• _Selected text_:
◆ ◆ ◆
Back home in Chicago for the first time in quite a while, the 40ish daughter stops short when she sees her father’s new ride: a vintage, 1970s-era, convertible muscle car.
“What happened to the Camry?” she asks.
“I’m 75 years old,” says Dad. “F— the Camry.”
Damn straight, Dad.
That low-key but pinpoint-perfect exchange is one of countless relatable moments in “What They Had,” the brilliant, memorable and accomplished feature-film debut from Chicago-born writer-director Elizabeth Chomko. (My full review will be in the Sun-Times later this week.)
Shot mostly in and around Chicago last year and released Friday, “What They Had” is the story of a family in crisis.
Blythe Danner’s Ruth and Robert Forster’s Burt are an old-fashioned married couple, together for a half-century. Michael Shannon is their son Nick, who runs a bar in Wicker Park. Hilary Swank is their daughter Bridget, who moved away years ago but returned home after an alarming family incident.
◆ ◆ ◆
(Stored items)
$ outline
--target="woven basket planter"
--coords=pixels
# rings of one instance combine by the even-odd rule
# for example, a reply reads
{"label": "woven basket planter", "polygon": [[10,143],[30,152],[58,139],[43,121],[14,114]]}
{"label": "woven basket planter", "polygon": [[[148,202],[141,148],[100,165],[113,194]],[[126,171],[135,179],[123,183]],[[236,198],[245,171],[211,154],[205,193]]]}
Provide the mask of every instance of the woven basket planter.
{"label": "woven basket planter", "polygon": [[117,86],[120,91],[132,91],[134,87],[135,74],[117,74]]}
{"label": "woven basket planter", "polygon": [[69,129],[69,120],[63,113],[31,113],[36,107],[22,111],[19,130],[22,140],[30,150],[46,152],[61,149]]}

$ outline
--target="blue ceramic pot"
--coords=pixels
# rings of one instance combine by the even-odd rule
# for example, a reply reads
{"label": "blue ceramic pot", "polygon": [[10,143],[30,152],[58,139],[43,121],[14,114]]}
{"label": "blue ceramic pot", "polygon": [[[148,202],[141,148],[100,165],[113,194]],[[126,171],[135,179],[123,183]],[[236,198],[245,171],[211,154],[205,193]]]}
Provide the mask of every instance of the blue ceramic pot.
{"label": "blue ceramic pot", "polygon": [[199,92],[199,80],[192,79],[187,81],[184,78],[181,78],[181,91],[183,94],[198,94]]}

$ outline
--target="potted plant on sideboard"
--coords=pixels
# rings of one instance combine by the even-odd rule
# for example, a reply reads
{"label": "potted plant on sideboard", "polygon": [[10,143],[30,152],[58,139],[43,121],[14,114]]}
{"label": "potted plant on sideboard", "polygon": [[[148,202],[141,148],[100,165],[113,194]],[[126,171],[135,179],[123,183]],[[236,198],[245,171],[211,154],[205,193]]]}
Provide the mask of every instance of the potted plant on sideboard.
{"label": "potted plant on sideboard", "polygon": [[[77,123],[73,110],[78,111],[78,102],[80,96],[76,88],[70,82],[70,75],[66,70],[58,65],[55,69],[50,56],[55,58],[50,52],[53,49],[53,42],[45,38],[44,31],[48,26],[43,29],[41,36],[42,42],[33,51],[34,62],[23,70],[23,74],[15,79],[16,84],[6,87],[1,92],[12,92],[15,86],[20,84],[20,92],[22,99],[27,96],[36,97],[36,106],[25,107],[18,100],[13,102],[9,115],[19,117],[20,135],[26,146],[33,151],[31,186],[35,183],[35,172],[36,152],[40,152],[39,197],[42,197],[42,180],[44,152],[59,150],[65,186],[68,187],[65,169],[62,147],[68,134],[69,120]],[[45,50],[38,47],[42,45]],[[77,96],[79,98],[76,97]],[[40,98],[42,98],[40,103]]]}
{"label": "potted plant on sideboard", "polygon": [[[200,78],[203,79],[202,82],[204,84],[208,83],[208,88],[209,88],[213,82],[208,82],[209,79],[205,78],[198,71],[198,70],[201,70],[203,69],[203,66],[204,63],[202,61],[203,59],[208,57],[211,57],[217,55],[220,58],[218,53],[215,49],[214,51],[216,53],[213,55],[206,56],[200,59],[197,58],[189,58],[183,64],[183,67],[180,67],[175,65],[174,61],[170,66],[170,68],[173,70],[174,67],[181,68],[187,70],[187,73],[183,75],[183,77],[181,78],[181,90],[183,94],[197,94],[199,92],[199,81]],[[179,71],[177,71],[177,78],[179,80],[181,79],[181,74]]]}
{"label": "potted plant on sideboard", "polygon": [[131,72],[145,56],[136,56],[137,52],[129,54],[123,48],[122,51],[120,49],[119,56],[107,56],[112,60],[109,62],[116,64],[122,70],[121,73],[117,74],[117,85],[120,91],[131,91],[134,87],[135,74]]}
◆ ◆ ◆
Summarize the passage on "What They Had" in two sentences. Rely only on the text to complete the task.

• _Response below_:
A 40ish daughter, home in Chicago after quite a while, finds that her 75-year-old father has traded the Camry for a vintage 1970s-era convertible muscle car, one of countless relatable moments in "What They Had," Chicago-born writer-director Elizabeth Chomko's feature-film debut. Shot mostly in and around Chicago, the film tells of a family in crisis: Ruth and Burt, married for a half-century; their son Nick, who runs a bar in Wicker Park; and their daughter Bridget, who moved away years ago but returned home after an alarming family incident.